- [ASSIGNMENT 1]
Answer these questions about the Olympic men's team pursuit article:
(a) At which venue was the event held?
(b) In which year since the event's introduction was no track cycling held at the Summer Olympics?
(c) Which nation's riders were the reigning (2020) World Champions?
- [ASSIGNMENT 2]
From the Olympic men's team pursuit article, retype the stretch from "The reigning Olympic" through "in the event.".

- [STUDY TEXT]
- Olympic track cycling
- Venues: Izu Velodrome
- Dates: 2–4 August 2021
- Competitors: 37 from 8 nations
- Teams: 8
- Winning time: 3:42.032 WR

Medalists
- 1st place, gold medalist(s):  / Simone Consonni Filippo Ganna Francesco Lamon Jonathan Milan / Italy
- 2nd place, silver medalist(s):  / Lasse Norman Hansen Niklas Larsen Frederik Rodenberg Rasmus Pedersen / Denmark
- 3rd place, bronze medalist(s):  / Kelland O'Brien Sam Welsford Leigh Howard Luke Plapp Alexander Porter / Australia

= Cycling at the 2020 Summer Olympics – Men's team pursuit =

The men's team pursuit event at the 2020 Summer Olympics took place from 2 to 4 August 2021 at the Izu Velodrome. 32 cyclists (8 teams of 4) from 8 nations competed.

==Background==

This was the 25th appearance of the event, which has been held at every Summer Olympics since its introduction in 1908 except for 1912, when no track cycling was held.

The reigning Olympic champions were Ed Clancy, Steven Burke, Owain Doull, and Bradley Wiggins of Great Britain; Great Britain had won the last three Olympic events (with Clancy on the team for all three, Wiggins for the first and third, and Burke for the last two). The reigning (2020) World Champions were Lasse Norman Hansen, Julius Johansen, Frederik Rodenberg, and Rasmus Pedersen of Denmark.

In a particularly competitive event in 2021, Australia, New Zealand, Denmark, Italy, and Germany were all tipped to challenge British dominance in the event.

- [EXTRACTED INFORMATION]
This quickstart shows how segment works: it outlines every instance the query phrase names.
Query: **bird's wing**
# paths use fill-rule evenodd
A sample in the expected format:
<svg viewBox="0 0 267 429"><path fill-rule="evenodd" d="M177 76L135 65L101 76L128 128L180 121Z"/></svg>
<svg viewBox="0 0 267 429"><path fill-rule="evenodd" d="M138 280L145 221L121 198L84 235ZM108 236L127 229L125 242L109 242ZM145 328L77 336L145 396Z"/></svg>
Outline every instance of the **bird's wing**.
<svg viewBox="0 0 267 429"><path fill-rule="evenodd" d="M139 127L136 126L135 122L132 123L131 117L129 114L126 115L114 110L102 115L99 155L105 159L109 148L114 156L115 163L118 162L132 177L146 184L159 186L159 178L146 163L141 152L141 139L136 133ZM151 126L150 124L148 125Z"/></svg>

- [WRITTEN REPLY 1]
(a) Izu Velodrome
(b) 1912
(c) Denmark

- [WRITTEN REPLY 2]
The reigning Olympic champions were Ed Clancy, Steven Burke, Owain Doull, and Bradley Wiggins of Great Britain; Great Britain had won the last three Olympic events (with Clancy on the team for all three, Wiggins for the first and third, and Burke for the last two). The reigning (2020) World Champions were Lasse Norman Hansen, Julius Johansen, Frederik Rodenberg, and Rasmus Pedersen of Denmark.

In a particularly competitive event in 2021, Australia, New Zealand, Denmark, Italy, and Germany were all tipped to challenge British dominance in the event.